● TEXT SHOWN
BEGIN
Christian Petzold makes no bones about how he feels about society’s return to the supremacist fascist dictatorships that thrust the world into a world war that killed tens of millions. “Transit” is both a historical artifact of over 70 years ago and a cautionary tale of warning for the present. I give it a B.
Fleeing the fascism that is overtaking Europe, Georg (Franz Rogowski, “Victoria,” “Happy End”) is warned that Paris is about to be closed off. A friend, Paul (Sebastian Hülk, “Red Sparrow”), asks him to pick up two letters from antifascist author Weidel. Georg arrives to find a nervous hotelier cleaning up a suicide, then, with the letters in hand, witnesses Paul in a street line-up, hands against a wall, a gun to his back. Georg makes his way to Marseille on a train, a city where everyone is in “Transit.”
Cowriter (with Anna Seghers)/director Christian Petzold’s most recent films have featured a woman under the surveillance and control of a Stasi agent (“Barbara”) and another getting reconstructive surgery after Holocaust disfigurement (“Phoenix”). Both films were about duality and identity during treacherous times. With his latest, adapted from a 1944 novel yet set in modern times, Petzold centers on a male refugee on the run assuming the identity of another man, then falling in love with that man’s wife, a “Casablanca” for today. This one assumes the air of the mythic with godlike narration seemingly removed from the story, the speaker’s (Matthias Brandt) identity revealed in a bit of last act irony to be the consummate listener.
END
● SUPPLIED MATERIAL
BEGIN
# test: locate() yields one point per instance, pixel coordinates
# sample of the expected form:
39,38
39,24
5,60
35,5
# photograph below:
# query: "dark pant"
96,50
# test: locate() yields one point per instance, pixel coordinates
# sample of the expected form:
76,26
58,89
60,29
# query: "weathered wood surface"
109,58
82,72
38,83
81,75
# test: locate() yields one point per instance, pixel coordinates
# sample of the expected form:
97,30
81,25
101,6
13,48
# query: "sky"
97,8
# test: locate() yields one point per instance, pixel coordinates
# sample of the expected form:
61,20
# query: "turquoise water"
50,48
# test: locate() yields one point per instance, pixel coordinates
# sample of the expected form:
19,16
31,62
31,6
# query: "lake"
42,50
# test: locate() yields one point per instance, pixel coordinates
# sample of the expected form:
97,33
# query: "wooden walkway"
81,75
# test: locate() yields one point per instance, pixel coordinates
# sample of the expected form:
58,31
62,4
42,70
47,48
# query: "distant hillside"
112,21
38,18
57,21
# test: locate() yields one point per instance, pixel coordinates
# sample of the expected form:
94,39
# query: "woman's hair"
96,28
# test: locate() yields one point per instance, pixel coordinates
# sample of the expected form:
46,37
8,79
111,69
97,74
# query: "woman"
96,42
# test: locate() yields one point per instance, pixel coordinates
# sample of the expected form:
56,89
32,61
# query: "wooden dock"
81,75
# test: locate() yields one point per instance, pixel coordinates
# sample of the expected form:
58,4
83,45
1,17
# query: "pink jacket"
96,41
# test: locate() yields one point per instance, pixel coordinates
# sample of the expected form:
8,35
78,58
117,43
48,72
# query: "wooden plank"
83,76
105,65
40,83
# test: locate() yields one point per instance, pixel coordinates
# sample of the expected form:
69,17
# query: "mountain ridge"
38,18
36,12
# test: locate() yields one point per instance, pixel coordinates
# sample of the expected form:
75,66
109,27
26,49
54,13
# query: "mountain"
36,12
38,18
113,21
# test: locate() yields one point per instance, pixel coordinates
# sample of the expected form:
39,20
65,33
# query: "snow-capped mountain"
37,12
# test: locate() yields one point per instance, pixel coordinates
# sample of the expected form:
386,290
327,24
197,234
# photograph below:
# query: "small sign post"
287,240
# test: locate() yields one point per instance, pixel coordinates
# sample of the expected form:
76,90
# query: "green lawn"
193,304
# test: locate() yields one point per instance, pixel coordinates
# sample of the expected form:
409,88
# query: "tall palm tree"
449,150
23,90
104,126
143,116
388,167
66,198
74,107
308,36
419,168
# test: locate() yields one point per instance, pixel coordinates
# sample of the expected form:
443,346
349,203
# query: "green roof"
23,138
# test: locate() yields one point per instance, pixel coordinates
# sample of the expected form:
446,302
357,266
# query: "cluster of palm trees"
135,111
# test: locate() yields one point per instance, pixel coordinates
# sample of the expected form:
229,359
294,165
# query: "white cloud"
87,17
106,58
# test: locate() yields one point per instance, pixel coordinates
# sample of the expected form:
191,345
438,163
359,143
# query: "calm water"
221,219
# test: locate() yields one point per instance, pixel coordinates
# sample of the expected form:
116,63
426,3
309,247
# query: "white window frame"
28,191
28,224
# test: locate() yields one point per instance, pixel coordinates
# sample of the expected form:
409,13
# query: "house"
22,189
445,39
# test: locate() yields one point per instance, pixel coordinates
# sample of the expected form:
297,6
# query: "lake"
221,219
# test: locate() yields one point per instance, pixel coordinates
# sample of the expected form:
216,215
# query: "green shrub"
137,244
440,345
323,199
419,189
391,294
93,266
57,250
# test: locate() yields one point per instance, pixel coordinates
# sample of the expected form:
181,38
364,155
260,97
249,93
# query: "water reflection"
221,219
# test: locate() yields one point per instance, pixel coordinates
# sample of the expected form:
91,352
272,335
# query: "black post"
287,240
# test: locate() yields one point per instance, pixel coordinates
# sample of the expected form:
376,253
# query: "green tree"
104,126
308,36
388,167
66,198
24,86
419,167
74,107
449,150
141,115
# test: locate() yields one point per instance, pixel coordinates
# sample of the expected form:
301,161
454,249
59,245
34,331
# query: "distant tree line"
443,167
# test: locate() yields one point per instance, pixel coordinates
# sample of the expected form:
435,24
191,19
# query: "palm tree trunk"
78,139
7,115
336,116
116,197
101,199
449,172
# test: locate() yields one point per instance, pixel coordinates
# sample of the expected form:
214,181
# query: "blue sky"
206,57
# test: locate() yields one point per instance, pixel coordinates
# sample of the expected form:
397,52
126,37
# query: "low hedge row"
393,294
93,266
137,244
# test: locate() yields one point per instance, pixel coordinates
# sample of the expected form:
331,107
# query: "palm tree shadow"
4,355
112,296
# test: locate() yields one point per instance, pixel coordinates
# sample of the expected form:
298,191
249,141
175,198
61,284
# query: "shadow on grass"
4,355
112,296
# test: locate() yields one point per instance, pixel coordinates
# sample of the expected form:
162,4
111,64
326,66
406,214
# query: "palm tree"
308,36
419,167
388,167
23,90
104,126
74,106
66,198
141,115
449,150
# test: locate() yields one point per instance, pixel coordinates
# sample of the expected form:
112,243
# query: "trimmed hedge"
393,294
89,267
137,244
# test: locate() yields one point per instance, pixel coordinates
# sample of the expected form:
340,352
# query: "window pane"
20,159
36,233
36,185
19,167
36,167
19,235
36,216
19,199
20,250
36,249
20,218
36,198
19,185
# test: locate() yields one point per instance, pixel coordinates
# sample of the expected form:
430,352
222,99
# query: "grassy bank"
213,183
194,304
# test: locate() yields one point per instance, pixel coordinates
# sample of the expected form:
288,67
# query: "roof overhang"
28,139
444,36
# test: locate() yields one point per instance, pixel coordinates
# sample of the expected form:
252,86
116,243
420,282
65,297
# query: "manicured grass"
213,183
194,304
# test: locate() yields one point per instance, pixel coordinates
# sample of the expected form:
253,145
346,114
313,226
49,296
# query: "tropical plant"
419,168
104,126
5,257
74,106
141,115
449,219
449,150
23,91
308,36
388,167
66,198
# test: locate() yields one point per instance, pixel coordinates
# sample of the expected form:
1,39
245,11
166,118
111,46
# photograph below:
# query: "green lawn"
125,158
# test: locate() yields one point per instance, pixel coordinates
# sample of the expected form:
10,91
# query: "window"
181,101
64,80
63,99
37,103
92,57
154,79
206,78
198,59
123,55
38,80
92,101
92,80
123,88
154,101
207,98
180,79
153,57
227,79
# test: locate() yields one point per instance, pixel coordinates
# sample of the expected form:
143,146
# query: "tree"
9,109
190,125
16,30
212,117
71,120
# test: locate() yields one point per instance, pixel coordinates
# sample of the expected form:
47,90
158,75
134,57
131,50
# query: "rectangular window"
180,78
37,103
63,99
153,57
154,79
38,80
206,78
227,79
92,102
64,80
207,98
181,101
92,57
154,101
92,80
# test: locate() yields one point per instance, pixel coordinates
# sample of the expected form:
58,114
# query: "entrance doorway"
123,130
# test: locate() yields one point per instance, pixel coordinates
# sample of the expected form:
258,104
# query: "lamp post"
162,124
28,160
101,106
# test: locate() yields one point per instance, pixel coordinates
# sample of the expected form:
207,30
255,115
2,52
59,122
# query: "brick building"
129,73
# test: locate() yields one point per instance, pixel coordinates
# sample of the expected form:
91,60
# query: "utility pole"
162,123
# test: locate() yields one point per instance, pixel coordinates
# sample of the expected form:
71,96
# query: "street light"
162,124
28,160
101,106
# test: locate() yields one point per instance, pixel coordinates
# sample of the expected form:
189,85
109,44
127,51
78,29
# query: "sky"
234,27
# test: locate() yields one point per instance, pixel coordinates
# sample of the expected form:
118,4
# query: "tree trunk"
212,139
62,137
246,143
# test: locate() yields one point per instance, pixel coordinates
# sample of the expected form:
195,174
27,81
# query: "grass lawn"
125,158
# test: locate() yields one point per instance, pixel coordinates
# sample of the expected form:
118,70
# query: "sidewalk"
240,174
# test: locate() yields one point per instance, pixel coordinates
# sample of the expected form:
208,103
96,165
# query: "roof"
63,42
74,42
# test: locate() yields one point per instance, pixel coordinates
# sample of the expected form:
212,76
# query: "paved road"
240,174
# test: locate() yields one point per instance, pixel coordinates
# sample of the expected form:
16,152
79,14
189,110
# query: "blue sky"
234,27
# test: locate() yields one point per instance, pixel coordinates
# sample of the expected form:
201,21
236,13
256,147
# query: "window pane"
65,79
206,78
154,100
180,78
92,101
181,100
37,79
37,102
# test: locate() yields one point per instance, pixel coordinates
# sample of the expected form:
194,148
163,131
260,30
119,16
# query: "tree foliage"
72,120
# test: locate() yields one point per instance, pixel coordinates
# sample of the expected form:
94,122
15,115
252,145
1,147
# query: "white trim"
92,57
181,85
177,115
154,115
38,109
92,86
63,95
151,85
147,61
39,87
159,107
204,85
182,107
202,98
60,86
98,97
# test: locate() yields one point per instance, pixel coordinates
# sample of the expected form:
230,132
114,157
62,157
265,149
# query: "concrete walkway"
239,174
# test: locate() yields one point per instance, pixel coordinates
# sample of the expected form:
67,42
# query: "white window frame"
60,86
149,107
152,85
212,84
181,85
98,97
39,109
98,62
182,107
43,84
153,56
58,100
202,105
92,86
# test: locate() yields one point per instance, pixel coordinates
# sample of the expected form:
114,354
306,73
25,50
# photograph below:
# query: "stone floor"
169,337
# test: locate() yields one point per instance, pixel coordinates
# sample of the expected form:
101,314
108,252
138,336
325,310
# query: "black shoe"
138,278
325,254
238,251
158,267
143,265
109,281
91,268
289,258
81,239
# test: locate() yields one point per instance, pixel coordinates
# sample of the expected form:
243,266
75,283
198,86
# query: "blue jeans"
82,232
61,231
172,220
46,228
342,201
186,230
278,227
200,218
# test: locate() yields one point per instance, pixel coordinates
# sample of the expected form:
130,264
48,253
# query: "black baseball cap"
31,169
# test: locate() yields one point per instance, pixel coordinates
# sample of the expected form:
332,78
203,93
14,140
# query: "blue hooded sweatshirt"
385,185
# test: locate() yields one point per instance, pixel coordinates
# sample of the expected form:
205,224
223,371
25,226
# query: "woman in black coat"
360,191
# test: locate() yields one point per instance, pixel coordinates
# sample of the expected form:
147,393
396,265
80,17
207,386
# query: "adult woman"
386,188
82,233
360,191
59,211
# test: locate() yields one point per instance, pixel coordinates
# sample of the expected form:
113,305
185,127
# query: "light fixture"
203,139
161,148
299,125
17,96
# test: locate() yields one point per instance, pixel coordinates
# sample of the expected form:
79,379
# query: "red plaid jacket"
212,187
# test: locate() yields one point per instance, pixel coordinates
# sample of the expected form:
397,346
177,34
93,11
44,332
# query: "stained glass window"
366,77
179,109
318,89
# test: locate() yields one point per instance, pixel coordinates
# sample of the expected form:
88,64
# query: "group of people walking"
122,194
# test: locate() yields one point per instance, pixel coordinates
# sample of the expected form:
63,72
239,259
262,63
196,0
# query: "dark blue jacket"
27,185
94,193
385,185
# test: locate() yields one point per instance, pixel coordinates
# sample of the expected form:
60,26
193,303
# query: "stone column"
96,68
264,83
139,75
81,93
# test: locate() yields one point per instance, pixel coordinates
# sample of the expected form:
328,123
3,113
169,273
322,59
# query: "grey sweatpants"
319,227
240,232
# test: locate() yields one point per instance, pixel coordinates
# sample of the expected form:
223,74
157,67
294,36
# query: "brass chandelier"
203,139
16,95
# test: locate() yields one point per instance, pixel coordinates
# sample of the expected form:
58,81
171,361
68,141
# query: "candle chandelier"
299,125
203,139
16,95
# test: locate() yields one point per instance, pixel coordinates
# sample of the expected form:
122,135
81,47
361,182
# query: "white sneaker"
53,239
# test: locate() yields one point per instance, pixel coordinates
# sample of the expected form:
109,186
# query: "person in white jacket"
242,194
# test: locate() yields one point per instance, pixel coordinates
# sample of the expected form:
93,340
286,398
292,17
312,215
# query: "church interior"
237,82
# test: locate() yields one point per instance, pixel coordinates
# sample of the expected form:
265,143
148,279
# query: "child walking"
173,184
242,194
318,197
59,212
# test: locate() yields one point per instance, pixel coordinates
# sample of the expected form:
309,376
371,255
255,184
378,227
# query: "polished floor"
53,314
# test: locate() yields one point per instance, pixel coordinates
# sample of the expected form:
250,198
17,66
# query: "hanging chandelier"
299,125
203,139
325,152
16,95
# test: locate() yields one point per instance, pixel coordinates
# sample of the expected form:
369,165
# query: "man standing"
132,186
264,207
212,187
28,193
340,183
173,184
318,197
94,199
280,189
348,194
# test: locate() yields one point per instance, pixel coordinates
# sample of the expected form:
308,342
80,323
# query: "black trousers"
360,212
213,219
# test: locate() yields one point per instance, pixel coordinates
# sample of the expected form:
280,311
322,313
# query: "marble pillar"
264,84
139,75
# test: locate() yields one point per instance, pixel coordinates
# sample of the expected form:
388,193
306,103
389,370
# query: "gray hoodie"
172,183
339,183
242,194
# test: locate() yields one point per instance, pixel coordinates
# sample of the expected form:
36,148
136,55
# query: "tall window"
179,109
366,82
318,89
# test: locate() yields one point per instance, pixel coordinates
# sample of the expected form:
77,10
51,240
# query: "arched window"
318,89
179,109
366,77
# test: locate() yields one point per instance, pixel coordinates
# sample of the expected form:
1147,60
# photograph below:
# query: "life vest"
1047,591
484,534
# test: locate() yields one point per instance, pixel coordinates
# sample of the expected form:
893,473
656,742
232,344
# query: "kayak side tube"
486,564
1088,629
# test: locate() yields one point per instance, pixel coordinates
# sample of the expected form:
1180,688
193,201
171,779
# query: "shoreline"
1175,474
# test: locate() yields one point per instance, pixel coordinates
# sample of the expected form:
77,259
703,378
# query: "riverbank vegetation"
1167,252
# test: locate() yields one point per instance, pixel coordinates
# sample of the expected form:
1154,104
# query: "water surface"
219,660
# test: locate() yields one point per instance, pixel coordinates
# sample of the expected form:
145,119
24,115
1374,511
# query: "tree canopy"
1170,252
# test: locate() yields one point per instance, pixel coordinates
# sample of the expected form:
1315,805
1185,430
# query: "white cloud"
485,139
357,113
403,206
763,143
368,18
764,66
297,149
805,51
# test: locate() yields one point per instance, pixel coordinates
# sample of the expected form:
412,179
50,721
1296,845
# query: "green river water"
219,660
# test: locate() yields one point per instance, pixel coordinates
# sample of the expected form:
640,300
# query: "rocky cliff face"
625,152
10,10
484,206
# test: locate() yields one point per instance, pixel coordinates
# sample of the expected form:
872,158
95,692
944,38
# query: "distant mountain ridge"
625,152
END
● TASK LIST
1. Transcribe the passage of the Transit review that begins with the words "Christian Petzold makes" and ends with "give it a B.".
2. Write a continuation of the Transit review that picks up after its final sentence.

● EXPECTED RESPONSES
1.
Christian Petzold makes no bones about how he feels about society’s return to the supremacist fascist dictatorships that thrust the world into a world war that killed tens of millions. “Transit” is both a historical artifact of over 70 years ago and a cautionary tale of warning for the present. I give it a B.

2.
After traveling with a suffering, one-legged man, Heinz (Ronald Kukulies), who doesn’t make it, Georg arrives and joins the throng awaiting a hearing at the U.S. Embassy. Our narrator notes that no one wants to hear another’s stories, one horrific tale after another. A woman with two dogs (Barbara Auer) starts in, spouting hatred for the animals and their owners who left her to get them out, when George is delivered, hearing his name (she will continue to cross his path). He says he is there about ‘the Weidel affair,’ and is immediately let into office of the consul, who believes him to be the author himself. There are two letters waiting for him, one from a wife who ‘cannot wait to see him,’ the other an invitation for he and his wife to live in Mexico (the two letters Paul had asked to be delivered comprised one from Weidel’s wife telling him she was leaving him and another stating his latest work could not be published).
With two transit passes and two passages on a ship bound for Mexico in the offing, Georg seeks out Paul’s wife Melissa (Maryam Zaree) to deliver the bad news and he bonds with their young son, Driss (Lilien Batman). This will lead Georg to a doctor, Richard (Godehard Giese), and the beautiful woman with him, Marie (Paula Beer, “Never Look Away”), when the undocumented boy falls ill. The doctor confides to Georg that he is planning on leaving Marie behind as many counting on him await. Marie, it turns out, was onboard a ship with him just the week prior, but disembarked at the last minute leaving her no recourse. Marie is caught between her new love and guilt for the husband she left behind, having recently heard he was in Marseilles...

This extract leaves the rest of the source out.